→ **Records taken from a data collection**

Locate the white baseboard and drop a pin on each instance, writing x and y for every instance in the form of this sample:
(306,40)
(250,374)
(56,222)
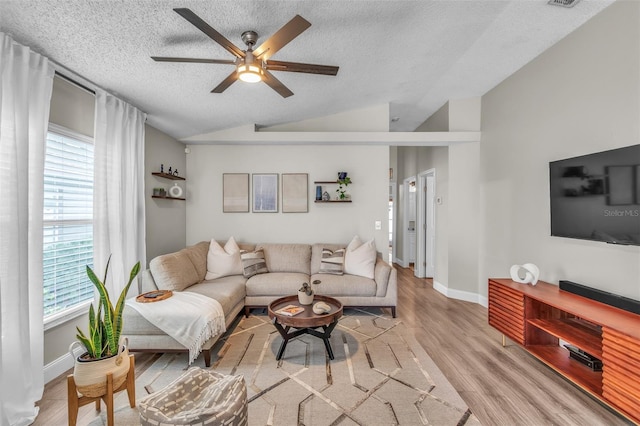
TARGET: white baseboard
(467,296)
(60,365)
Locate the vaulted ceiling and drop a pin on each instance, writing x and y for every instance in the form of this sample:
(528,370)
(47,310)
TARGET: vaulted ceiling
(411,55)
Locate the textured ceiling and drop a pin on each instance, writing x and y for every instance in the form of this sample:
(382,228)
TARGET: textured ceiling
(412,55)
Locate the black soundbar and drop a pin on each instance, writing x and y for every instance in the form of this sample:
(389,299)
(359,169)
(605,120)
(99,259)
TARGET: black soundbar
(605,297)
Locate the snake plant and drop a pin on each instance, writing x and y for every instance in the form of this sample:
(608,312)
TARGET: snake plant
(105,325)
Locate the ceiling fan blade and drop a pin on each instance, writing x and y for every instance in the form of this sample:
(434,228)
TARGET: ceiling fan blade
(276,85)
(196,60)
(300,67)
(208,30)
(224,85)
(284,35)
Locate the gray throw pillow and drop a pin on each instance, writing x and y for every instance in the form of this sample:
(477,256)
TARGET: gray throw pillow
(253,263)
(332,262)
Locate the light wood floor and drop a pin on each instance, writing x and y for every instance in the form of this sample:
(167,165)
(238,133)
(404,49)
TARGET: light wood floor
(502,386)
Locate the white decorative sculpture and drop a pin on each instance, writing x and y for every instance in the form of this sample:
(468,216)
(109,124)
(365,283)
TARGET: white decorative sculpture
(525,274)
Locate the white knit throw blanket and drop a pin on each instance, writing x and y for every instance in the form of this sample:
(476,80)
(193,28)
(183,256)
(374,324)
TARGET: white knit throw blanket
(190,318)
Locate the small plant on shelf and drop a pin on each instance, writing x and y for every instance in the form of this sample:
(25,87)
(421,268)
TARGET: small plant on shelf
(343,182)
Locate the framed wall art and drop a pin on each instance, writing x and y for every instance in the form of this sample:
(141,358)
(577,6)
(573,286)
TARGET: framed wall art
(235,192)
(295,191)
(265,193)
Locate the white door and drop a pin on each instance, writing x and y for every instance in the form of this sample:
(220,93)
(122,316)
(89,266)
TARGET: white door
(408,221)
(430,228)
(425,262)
--
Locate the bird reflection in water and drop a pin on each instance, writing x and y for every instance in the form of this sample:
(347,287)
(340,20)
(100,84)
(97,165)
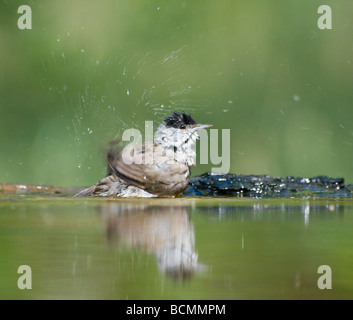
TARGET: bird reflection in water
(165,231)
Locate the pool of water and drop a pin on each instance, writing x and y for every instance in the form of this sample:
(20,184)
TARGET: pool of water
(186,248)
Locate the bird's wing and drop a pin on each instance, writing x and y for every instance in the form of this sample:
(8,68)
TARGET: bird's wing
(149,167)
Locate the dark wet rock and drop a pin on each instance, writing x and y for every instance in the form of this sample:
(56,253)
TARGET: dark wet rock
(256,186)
...
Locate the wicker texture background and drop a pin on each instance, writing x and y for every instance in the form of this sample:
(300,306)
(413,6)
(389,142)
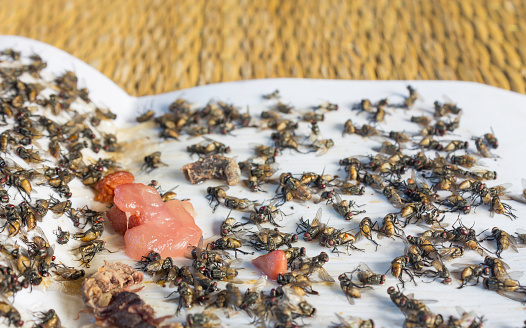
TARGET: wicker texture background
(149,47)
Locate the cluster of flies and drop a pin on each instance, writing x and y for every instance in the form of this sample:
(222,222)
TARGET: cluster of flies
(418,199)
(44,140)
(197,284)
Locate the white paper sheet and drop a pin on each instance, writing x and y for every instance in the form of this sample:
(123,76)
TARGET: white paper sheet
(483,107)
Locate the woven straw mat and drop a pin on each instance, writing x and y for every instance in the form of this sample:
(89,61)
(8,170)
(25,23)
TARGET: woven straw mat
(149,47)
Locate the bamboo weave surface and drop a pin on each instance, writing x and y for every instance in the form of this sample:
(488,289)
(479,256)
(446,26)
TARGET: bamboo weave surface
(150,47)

→ **Aim of the task**
Work out how many lines of the records contain the string "bird" and give only that number. Case counts, so uppercase and lowercase letters must match.

→ **Exercise response**
4